WHAT THE TASK REQUIRES >> Retype the part of the post on Calvinism below, starting at "Jarod Longshore recently" and ending at "his entire post.".

Courageous Calvinism and Paleoconservatism

John Calvin

I attend a conservative, biblically-based, doctrinally sound (based upon received and tested tradition) Presbyterian church. Many of my Baptist friends might assume that there can be no such thing as an authentic Christian Presbyterian church. In the Baptist tradition, there was a time, in the late 1960s, when liberal elements expunged Reformed and Calvinist aspects. Some of this was restored in the conservative resurgence in the SBC in the late 1970s and 80s, but most Baptists are not fully aware of their Reformed and Calvinistic roots. It is understandable not to see the possibility that a conservative branch of Reformed cousins exists in at least one of the Presbyterian denominations. It does exist, honest; but I digress.

Does Calvinism hold more memories than promises? I suggest it is not a mere memory. Reactionary Calvinism, based upon the traditions and the truths from which those traditions derive is the key to solving our religious decline in the culture and to address our difficulty in defining what authentic conservatism ought to look like in the public square. The megachurch will not do it, dead Christianity will not, hopes placed in feckless and foundationless political parties will not. A return to the traditional principles and courageousness of our Calvinist roots might – God willing.

Jarod Longshore recently opined, “[a] cowardly Calvinist is an illogical thing. I don’t say that it is a thing that does not exist. Sadly, regrettably, shockingly, it does exist. But it shouldn’t.” Read his entire post.

We need a renewal of a sparse, sincere rebellion – against sin, against the compromise of the glory of God, against the status quo, against the ‘wisdom’ of the world and against the absurdity that is all around us. Confident, courageous and certain that the Word of God is our life, guide, and answer to the needs of this world. Our difficulties in the culture and our fecklessness in politics are the results of many things; true. However, if there is any hope to fix it we need to consider the words of Paul, as he departed the Ephesian elders:

18 And when they came to him, he said to them: “You yourselves know how I lived among you the whole time from the first day that I set foot in Asia, 19 serving the Lord with all humility and with tears and with trials that happened to me through the plots of the Jews; 20 how I did not shrink from declaring to you anything that was profitable, and teaching you in public and from house to house, 21 testifying both to Jews and to Greeks of repentance toward God and of faith in our Lord Jesus Christ. 22 And now, behold, I am going to Jerusalem, constrained by the Spirit, not knowing what will happen to me there, 23 except that the Holy Spirit testifies to me in every city that imprisonment and afflictions await me. 24 But I do not account my life of any value nor as precious to myself, if only I may finish my course and the ministry that I received from the Lord Jesus, to testify to the gospel of the grace of God. 25 And now, behold, I know that none of you among whom I have gone about proclaiming the kingdom will see my face again. 26 Therefore I testify to you this day that I am innocent of the blood of all, 27 for I did not shrink from declaring to you the whole counsel of God. 28 Pay careful attention to yourselves and to all the flock, in which the Holy Spirit has made you overseers, to care for the church of God, which he obtained with his own blood. 29 I know that after my departure fierce wolves will come in among you, not sparing the flock; 30 and from among your own selves will arise men speaking twisted things, to draw away the disciples after them. 31 Therefore be alert, remembering that for three years I did not cease night or day to admonish every one with tears. 32 And now I commend you to God and to the word of his grace, which is able to build you up and to give you the inheritance among all those who are sanctified.

DATA PROVIDED >>
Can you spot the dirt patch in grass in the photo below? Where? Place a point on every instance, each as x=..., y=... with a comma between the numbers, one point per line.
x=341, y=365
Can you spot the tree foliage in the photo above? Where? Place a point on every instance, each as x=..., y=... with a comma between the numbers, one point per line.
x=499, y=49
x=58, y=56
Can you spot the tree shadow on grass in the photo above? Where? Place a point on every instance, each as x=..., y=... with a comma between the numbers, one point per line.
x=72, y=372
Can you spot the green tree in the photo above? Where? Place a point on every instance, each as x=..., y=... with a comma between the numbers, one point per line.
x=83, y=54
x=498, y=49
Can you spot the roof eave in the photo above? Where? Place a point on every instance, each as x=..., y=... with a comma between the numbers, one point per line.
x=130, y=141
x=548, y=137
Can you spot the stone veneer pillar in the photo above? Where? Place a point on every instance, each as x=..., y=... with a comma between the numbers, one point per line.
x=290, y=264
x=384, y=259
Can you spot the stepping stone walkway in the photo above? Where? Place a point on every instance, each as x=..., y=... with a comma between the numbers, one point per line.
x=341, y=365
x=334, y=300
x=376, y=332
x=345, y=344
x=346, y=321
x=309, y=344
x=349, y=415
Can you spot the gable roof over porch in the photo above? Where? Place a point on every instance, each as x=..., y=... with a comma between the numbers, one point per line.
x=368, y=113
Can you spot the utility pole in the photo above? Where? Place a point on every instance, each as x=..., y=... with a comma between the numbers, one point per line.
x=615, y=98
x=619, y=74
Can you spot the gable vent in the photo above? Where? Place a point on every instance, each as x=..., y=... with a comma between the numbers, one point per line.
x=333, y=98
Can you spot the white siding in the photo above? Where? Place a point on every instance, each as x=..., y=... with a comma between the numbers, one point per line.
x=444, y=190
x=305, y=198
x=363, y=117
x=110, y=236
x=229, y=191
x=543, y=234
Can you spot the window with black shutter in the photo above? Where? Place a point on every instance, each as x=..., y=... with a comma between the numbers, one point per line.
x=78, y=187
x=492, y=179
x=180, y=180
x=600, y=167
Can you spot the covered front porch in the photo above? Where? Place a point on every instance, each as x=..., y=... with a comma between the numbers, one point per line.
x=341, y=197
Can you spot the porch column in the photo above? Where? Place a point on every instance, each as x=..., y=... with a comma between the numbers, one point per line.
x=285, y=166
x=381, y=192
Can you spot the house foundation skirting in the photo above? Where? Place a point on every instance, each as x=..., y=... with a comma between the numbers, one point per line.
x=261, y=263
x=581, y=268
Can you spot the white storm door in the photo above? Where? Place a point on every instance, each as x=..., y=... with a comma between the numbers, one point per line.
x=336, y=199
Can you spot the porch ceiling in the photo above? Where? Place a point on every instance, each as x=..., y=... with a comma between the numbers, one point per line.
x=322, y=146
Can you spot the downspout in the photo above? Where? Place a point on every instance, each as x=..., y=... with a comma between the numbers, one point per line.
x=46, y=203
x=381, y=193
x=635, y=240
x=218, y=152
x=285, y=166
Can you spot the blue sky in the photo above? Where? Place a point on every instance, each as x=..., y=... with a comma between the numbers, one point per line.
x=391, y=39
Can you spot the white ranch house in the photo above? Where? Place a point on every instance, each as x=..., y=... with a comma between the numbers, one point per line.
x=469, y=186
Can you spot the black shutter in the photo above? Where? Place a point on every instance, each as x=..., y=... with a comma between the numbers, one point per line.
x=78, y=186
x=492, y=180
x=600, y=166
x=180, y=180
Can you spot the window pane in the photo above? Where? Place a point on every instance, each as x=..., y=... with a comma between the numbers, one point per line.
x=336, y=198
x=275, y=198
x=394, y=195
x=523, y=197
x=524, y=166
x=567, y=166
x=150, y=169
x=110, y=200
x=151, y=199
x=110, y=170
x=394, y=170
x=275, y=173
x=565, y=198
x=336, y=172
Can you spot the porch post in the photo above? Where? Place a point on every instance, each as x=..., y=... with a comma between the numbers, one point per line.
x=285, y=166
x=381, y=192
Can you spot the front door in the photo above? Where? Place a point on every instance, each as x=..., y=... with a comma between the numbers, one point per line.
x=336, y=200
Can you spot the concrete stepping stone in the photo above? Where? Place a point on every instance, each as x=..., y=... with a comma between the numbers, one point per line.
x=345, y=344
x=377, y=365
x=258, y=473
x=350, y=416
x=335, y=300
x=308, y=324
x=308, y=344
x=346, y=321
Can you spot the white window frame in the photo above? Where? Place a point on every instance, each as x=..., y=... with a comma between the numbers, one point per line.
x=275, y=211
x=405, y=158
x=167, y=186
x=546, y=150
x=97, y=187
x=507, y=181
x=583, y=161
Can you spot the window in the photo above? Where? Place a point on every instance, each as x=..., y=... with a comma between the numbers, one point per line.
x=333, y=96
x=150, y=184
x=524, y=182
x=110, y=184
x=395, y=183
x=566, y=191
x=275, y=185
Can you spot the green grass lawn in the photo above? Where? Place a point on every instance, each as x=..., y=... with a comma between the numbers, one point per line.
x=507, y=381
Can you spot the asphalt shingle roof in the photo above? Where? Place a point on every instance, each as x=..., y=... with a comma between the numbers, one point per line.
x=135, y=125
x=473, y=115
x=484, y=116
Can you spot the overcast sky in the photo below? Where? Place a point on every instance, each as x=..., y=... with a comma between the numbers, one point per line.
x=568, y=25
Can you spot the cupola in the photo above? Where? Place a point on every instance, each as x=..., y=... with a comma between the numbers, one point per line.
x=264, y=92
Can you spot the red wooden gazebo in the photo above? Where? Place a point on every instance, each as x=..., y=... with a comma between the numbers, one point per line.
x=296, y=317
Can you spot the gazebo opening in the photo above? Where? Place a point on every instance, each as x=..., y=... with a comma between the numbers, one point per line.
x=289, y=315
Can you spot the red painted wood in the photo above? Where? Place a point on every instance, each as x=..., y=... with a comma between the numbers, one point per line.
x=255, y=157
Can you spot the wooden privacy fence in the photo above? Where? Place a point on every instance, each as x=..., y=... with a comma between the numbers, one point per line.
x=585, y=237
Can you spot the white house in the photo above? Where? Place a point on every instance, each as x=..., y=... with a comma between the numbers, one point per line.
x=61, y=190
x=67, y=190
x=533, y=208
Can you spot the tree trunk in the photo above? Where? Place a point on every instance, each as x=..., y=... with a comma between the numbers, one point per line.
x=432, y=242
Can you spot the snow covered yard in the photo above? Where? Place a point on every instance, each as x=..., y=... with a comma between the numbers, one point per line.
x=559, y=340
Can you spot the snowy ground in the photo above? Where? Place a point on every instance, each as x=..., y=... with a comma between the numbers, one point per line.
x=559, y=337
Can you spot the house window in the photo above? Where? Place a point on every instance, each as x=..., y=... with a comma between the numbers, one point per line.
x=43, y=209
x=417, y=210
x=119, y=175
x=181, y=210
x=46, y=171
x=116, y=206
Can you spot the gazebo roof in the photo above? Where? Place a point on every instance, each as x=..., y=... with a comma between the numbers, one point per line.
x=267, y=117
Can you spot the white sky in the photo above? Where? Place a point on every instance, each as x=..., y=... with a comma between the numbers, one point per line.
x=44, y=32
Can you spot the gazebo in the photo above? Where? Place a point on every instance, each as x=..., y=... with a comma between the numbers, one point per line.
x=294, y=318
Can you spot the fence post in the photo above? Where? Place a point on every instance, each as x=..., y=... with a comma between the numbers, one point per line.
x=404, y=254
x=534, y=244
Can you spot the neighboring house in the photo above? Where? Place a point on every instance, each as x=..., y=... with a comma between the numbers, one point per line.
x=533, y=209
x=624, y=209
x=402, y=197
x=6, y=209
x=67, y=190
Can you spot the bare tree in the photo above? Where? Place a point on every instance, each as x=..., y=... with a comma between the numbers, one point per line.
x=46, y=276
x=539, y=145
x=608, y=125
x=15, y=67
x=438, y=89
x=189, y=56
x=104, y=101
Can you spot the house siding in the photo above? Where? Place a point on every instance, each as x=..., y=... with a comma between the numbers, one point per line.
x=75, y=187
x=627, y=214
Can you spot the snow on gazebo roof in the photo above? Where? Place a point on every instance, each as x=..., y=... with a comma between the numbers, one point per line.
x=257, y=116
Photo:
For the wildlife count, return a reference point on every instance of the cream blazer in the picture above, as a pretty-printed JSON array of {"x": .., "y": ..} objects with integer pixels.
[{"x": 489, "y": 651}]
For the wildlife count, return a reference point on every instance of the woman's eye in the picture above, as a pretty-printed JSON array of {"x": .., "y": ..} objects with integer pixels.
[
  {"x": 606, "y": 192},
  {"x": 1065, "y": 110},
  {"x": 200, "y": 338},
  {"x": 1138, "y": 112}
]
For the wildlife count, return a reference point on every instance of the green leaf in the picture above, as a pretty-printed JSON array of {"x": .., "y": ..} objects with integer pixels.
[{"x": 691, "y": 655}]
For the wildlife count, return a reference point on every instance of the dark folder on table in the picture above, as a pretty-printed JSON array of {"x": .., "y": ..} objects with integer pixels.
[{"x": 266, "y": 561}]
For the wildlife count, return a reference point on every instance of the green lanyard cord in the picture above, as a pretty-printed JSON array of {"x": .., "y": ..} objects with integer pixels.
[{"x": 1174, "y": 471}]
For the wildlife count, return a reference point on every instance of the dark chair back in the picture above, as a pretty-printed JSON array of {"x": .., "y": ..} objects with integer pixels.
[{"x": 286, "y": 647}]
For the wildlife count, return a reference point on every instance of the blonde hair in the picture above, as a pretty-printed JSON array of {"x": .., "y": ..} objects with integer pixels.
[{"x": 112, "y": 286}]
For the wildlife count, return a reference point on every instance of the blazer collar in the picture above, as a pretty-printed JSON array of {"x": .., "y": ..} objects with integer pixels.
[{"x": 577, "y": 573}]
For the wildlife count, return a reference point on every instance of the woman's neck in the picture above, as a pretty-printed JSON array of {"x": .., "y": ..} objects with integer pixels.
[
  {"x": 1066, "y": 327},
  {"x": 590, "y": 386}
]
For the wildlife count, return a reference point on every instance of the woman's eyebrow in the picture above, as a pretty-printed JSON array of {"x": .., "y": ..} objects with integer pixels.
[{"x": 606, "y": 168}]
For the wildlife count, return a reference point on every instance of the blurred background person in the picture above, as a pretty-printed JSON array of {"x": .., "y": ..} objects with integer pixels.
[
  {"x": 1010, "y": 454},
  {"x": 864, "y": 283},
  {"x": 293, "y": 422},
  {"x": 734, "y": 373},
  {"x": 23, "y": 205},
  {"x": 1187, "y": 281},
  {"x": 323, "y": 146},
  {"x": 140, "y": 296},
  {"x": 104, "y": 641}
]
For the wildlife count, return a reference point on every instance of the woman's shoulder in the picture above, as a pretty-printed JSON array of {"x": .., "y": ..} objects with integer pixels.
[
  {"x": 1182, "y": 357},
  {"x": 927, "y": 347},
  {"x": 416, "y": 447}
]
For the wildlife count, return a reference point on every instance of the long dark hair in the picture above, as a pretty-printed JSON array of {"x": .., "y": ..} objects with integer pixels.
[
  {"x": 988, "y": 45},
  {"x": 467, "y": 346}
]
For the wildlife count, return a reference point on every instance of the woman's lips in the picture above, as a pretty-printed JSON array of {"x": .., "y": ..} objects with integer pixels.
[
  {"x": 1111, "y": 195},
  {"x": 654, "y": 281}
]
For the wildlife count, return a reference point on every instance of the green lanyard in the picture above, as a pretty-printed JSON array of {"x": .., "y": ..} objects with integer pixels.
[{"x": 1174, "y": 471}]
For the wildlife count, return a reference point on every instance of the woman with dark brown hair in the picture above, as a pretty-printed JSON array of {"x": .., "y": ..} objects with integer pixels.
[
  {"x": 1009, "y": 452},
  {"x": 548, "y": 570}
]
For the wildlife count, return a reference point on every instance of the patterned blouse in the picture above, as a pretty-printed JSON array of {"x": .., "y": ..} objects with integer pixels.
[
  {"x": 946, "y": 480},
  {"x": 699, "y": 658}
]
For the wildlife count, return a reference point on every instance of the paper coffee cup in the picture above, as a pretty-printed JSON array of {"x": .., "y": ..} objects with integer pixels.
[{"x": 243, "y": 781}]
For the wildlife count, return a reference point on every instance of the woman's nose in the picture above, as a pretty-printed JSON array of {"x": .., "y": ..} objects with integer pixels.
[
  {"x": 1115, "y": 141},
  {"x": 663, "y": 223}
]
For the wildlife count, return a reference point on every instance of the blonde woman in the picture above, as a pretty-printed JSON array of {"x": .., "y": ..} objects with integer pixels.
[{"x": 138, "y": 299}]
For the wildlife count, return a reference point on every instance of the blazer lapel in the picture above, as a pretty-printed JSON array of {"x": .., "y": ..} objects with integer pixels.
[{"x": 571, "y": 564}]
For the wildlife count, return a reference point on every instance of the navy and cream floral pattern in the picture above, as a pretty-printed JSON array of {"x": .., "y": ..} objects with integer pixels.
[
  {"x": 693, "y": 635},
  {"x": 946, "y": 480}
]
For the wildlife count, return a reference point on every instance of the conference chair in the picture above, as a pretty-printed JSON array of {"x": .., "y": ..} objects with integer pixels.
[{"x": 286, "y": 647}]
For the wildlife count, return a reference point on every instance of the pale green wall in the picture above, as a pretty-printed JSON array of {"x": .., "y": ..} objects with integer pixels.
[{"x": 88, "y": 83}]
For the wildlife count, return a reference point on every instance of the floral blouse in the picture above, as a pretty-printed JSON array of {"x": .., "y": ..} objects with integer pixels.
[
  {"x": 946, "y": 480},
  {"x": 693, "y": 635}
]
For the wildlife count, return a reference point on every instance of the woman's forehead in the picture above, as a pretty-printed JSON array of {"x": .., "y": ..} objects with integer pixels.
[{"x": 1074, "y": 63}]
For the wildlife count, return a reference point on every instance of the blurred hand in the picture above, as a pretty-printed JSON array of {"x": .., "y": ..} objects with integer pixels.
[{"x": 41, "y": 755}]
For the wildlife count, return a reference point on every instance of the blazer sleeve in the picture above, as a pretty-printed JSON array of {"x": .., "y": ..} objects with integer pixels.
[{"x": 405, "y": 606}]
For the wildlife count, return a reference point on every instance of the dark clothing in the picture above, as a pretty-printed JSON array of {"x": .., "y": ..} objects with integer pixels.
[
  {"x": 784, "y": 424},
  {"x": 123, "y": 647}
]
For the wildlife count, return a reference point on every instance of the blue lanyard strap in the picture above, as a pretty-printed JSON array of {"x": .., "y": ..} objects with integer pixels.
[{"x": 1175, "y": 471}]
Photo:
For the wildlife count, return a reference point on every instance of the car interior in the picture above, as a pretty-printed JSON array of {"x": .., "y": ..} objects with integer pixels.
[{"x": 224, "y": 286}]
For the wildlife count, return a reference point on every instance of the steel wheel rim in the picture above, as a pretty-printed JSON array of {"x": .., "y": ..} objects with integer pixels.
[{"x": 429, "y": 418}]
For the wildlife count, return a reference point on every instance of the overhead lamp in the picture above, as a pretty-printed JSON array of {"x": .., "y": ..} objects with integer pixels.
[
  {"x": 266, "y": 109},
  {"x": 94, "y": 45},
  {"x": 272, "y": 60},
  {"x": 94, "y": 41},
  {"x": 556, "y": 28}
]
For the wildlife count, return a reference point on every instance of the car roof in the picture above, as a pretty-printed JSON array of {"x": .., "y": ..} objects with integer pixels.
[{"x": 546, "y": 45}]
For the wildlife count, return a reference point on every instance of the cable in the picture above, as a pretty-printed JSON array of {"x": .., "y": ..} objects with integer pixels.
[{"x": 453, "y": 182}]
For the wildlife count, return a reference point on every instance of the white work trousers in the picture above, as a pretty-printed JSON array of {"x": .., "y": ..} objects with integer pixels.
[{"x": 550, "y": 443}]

RESPONSE TO THE EXERCISE >>
Jarod Longshore recently opined, “[a] cowardly Calvinist is an illogical thing. I don’t say that it is a thing that does not exist. Sadly, regrettably, shockingly, it does exist. But it shouldn’t.” Read his entire post.